═══ DOCUMENT EXCERPT

A Road Map For New Jersey’s Path To Innovation

road_map-80.jpg

Restoring Collaboration Between Academia, Technology And Industry

If you read the business pages of any significant publication, the mantra for future success, both for businesses and the economy in general, is an unmistakable, if frequently repeated mantra: innovate or expect to decline, and even die.

It is an accurate observation, but there is a follow-up question that crosses our minds when we hear it: “Ok. So, how do we do it?”

I would suggest that we must seed this growth opportunity by bringing together businesses, academia and would-be entrepreneurs who need a boost and a partner that can provide them with a helping hand. And, nowhere is the need for innovation truer than in technology.

Take a moment and look at the top performers in the S&P 500—Amazon, Apple, Google parent Alphabet and Facebook—to confirm an indisputable fact about our modern economy: technological innovation is the key driver of economic growth. 

Policymakers who ignore technology’s impact on markets, industries and jobs do so at their constituents’ peril.  Forward-looking policymakers, industry and higher education leaders must work together to:

  • Develop and execute strategies that will enable innovation;
  • Translate laboratory innovations into startup businesses; and
  • Create a nurturing ecosystem that will to allow these businesses to grow, thrive, and produce jobs and wealth for local economies.

══════

■ WHAT TO WORK ON
Quote the passage of the innovation article that begins with the words "Restoring Collaboration Between" and ends after the words "and even die.". The listing after this text isn't needed.

═══ SOURCE EXCERPT

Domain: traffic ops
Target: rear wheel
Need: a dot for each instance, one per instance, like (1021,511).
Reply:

══════

■ REPLY
Restoring Collaboration Between Academia, Technology And Industry

If you read the business pages of any significant publication, the mantra for future success, both for businesses and the economy in general, is an unmistakable, if frequently repeated mantra: innovate or expect to decline, and even die.